— BEGIN EXCERPTED TEXT —

American Scientist

The nation is abuzz with talk of replacing imported oil with "biofuels" produced from homegrown materials. This past April, for example, the U.S. Environmental Protection Agency honored singer Willie ("On the Road Again") Nelson for his efforts to promote the use of biodiesel through his "BioWillie" brand, which is now being distributed at filling stations nationally. Clearly, many hurdles stand in the way of making such biofuels commercially competitive with traditional sources. Indeed, it remains very difficult to forecast whether powering our vehicles with crop derivatives will ever be a truly economic proposition. Still, it's not too early to ponder what the widespread adoption of biofuels would mean for the environment and to take a hard look at the best strategy available, which may require tapping a very unconventional crop.

Some back-of-the-envelope calculations are helpful in this regard. Michael S. Briggs, a biodiesel advocate at the University of New Hampshire, has estimated that the United States would need about 140 billion gallons of biodiesel each year to replace all the petroleum-based transportation fuels currently being used. This calculation is premised on the idea that Americans could over time switch to using diesel vehicles, as European drivers are clearly doing. (Half the cars sold in Europe now run on diesel.) Although one could make a similar appraisal for the amount of biomass-derived ethanol needed to fill all of our transportation-fuel needs, it would be unlikely that drivers would ever want to tank up entirely on ethanol, which contains only two-thirds the energy of gasoline gallon for gallon, whereas biodiesel (according to Briggs) ends up being only 2 percent less fuel-efficient than petroleum-based diesel. Hence a switchover would demand no new technology and would not significantly reduce the driving range of a car or truck.

— END EXCERPTED TEXT —
— BEGIN DATASET EXTRACT —

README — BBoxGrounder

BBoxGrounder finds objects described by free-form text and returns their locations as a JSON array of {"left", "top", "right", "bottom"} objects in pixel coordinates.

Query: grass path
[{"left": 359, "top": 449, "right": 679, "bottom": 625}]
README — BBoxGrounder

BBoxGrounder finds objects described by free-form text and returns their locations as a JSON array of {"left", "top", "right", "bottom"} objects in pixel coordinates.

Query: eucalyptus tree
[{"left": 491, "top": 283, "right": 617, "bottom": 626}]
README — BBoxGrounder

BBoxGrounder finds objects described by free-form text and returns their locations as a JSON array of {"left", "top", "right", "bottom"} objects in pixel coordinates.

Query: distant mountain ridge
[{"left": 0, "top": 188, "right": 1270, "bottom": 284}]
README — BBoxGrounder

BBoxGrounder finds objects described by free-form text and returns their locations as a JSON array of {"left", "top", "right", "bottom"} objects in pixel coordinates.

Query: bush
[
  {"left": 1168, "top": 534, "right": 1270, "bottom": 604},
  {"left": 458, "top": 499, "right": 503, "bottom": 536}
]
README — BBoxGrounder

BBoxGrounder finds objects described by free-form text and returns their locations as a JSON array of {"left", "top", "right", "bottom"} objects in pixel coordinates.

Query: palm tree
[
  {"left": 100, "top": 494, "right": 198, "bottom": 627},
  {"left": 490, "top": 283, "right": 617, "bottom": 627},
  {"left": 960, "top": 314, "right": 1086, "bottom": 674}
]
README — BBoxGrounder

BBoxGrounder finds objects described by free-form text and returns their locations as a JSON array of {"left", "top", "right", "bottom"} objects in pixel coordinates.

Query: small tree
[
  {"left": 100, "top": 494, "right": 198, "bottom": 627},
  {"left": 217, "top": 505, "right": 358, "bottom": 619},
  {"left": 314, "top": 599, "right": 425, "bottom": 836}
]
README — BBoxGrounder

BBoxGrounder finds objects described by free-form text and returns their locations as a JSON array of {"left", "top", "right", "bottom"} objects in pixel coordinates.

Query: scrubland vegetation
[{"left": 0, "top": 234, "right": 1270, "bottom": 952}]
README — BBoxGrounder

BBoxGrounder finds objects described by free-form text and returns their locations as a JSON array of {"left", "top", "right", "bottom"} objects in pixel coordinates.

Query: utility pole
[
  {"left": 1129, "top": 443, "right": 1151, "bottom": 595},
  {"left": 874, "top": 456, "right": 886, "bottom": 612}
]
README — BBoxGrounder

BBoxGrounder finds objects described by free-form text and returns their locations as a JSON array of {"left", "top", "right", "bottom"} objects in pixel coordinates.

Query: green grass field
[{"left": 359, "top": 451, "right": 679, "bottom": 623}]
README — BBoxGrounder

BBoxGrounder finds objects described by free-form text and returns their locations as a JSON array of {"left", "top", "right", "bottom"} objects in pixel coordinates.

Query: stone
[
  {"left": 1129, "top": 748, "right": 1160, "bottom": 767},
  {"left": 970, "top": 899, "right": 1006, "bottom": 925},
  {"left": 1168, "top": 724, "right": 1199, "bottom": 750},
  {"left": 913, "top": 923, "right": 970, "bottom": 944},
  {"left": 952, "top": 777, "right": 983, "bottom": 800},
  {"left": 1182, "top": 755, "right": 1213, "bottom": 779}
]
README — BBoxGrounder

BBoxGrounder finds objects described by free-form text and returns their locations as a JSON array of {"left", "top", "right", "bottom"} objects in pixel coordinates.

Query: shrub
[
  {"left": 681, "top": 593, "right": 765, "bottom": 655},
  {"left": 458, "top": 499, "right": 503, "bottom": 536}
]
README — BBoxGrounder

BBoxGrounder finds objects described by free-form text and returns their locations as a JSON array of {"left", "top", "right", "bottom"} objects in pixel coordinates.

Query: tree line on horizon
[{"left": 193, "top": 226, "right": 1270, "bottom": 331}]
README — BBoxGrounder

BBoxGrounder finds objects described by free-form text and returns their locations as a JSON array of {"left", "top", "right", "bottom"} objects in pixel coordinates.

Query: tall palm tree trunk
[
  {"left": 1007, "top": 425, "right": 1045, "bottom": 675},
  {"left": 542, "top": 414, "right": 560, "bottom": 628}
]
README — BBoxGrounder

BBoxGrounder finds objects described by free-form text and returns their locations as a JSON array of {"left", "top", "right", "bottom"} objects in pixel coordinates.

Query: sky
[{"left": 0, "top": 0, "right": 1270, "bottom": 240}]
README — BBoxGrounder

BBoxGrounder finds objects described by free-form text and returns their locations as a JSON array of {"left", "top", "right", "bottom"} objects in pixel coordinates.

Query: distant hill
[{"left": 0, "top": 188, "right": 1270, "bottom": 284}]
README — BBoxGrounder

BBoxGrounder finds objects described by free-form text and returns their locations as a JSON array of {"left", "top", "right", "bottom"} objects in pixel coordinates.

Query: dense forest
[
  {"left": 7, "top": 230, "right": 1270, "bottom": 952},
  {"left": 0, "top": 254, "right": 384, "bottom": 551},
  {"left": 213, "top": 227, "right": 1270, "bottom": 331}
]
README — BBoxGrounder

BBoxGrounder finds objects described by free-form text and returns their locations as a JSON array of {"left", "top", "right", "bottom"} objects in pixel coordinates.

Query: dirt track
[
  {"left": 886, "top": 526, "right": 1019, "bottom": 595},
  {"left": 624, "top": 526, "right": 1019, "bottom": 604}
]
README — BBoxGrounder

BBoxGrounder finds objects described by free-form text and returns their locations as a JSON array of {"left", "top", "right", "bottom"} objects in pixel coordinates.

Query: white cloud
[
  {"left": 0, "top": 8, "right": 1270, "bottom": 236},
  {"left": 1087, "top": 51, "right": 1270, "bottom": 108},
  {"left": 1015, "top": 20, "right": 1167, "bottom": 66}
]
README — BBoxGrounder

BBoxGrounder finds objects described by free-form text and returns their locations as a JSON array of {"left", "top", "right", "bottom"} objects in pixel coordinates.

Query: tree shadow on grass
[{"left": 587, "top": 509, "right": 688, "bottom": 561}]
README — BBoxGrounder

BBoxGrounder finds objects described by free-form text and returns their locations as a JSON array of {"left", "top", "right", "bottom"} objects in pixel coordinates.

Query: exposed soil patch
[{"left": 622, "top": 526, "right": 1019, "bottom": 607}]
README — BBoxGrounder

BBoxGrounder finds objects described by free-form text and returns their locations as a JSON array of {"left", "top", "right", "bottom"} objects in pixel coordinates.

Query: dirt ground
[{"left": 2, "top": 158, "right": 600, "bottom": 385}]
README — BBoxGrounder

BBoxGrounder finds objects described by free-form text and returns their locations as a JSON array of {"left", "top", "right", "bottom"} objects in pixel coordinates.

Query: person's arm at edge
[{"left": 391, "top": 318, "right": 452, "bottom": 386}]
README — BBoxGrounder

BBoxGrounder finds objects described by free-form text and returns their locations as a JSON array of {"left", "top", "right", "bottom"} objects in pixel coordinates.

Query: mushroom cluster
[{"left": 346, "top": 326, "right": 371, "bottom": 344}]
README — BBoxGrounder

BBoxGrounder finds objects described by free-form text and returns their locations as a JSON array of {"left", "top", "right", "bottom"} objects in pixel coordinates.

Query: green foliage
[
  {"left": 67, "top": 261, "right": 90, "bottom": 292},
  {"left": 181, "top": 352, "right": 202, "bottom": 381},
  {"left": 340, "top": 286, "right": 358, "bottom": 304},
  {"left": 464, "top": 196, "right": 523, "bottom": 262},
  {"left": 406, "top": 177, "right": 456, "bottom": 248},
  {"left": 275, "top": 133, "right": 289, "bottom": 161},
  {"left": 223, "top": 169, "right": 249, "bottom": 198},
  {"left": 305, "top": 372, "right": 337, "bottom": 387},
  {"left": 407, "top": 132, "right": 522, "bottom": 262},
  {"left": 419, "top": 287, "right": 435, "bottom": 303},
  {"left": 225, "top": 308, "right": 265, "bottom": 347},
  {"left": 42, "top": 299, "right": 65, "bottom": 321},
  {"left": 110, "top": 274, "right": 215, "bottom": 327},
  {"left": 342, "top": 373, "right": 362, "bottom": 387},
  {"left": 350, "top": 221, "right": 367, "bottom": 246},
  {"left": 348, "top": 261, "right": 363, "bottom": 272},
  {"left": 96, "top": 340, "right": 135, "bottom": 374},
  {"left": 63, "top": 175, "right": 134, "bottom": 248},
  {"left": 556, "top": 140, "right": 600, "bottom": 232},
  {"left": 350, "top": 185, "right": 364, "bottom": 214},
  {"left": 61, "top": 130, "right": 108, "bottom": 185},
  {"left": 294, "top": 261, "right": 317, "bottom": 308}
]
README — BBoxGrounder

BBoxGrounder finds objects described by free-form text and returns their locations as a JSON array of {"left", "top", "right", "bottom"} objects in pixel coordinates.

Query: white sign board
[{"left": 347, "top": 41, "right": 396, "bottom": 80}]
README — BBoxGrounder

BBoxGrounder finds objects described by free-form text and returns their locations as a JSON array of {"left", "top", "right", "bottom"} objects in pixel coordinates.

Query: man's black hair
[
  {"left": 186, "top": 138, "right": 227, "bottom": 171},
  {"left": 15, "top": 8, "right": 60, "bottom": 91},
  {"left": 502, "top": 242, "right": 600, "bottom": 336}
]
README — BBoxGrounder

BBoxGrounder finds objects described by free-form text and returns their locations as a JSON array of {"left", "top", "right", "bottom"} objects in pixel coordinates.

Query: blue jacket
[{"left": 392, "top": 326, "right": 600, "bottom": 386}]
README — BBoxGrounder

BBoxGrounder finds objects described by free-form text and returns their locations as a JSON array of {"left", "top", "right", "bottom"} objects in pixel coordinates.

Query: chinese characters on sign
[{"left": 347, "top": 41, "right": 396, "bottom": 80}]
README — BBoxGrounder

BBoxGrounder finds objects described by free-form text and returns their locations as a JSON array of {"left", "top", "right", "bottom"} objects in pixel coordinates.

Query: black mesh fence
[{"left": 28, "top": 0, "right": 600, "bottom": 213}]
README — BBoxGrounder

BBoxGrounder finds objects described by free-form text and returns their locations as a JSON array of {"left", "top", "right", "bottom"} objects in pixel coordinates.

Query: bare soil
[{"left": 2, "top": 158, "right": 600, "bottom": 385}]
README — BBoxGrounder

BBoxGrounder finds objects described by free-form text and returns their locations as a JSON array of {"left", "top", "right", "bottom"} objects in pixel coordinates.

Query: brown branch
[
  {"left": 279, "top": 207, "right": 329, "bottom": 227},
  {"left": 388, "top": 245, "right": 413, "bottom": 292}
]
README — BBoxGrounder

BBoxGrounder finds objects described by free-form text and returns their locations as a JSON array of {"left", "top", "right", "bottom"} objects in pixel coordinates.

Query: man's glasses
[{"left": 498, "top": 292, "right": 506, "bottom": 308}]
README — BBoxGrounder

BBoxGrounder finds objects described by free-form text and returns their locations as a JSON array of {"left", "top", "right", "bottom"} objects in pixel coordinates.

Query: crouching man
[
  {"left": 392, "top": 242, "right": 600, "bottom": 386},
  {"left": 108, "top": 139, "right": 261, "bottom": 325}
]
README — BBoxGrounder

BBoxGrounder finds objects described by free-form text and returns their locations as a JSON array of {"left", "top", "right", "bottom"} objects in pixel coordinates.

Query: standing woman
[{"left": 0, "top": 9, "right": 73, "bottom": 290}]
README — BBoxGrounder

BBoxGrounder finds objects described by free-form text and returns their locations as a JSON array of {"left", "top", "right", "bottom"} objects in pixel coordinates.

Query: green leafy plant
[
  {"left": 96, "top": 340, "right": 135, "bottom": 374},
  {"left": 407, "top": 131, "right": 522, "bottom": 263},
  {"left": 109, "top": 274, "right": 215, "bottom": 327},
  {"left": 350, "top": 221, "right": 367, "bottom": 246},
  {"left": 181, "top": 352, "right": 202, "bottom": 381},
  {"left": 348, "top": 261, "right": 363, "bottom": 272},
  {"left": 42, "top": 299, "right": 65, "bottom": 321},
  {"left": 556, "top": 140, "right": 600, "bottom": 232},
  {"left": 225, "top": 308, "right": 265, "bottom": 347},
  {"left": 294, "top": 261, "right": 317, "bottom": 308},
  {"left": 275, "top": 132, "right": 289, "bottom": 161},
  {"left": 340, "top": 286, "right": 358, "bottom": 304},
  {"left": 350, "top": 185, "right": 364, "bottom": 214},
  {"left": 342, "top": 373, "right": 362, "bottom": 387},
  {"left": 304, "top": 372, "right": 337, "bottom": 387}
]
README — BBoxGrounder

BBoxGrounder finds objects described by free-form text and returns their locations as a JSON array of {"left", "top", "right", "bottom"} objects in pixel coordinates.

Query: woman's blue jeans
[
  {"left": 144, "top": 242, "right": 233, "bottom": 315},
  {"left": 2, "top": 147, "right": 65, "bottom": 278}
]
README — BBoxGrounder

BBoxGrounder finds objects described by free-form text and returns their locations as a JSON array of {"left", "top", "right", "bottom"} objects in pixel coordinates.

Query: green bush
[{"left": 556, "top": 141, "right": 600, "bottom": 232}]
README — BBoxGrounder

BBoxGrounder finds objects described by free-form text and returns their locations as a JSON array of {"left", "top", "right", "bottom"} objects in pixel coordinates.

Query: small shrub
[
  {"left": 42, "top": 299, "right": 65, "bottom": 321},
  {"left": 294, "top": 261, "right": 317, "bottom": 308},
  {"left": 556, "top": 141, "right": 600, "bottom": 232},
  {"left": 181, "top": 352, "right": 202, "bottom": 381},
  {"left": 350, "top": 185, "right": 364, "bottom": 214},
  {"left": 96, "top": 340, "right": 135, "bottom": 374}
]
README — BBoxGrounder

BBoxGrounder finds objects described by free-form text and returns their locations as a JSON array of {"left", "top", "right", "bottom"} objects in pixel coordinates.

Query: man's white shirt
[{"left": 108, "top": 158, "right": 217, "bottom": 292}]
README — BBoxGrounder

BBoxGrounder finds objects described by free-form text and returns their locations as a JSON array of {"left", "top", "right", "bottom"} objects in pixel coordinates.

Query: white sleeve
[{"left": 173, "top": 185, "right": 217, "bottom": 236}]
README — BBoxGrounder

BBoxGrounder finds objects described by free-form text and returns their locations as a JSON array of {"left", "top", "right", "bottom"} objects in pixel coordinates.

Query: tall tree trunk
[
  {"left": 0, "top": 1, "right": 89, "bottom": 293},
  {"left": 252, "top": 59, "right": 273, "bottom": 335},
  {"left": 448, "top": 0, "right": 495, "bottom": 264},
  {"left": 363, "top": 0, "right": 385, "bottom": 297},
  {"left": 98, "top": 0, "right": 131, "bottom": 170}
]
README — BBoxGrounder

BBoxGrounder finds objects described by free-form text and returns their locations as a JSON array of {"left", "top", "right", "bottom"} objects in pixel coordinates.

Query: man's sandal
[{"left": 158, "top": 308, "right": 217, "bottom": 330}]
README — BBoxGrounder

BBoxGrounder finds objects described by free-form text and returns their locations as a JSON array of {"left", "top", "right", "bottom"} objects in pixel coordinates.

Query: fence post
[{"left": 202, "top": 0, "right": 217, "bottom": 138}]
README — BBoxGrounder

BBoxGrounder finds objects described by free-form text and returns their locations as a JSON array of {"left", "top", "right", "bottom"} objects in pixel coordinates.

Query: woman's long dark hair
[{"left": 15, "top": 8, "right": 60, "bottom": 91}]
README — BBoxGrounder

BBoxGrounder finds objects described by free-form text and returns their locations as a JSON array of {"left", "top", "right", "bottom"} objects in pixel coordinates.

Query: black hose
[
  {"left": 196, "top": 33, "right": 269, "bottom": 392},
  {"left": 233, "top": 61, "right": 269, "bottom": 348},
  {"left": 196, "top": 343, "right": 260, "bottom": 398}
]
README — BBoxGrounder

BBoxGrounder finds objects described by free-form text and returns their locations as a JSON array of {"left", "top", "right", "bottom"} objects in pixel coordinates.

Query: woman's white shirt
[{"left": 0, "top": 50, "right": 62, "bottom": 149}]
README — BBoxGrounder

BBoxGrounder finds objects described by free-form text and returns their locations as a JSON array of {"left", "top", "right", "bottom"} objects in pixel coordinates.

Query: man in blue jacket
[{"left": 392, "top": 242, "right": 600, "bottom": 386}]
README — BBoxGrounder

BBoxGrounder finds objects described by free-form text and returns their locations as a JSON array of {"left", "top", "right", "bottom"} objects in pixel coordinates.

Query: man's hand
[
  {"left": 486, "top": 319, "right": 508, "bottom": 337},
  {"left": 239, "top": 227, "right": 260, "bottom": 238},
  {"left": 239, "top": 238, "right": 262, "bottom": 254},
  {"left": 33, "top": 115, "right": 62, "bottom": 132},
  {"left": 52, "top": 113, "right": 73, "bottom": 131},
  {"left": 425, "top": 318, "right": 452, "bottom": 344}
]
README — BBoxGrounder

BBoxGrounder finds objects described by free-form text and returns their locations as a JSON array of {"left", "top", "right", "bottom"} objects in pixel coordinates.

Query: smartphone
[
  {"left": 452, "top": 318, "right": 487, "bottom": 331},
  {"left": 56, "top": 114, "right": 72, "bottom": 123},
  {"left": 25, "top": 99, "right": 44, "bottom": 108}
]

— END DATASET EXTRACT —

**STATED TASK 1**
In the article on biofuels, can you rename "biofuels" to "renewable fuels" and write out the passage starting at "American Scientist" and ending at "very unconventional crop."?
**STATED TASK 2**
According to the article on biofuels, what share of the cars sold in Europe now run on diesel?

**COMPLETE ANSWER 1**
American Scientist

The nation is abuzz with talk of replacing imported oil with "renewable fuels" produced from homegrown materials. This past April, for example, the U.S. Environmental Protection Agency honored singer Willie ("On the Road Again") Nelson for his efforts to promote the use of biodiesel through his "BioWillie" brand, which is now being distributed at filling stations nationally. Clearly, many hurdles stand in the way of making such renewable fuels commercially competitive with traditional sources. Indeed, it remains very difficult to forecast whether powering our vehicles with crop derivatives will ever be a truly economic proposition. Still, it's not too early to ponder what the widespread adoption of renewable fuels would mean for the environment and to take a hard look at the best strategy available, which may require tapping a very unconventional crop.

**COMPLETE ANSWER 2**
Half of them.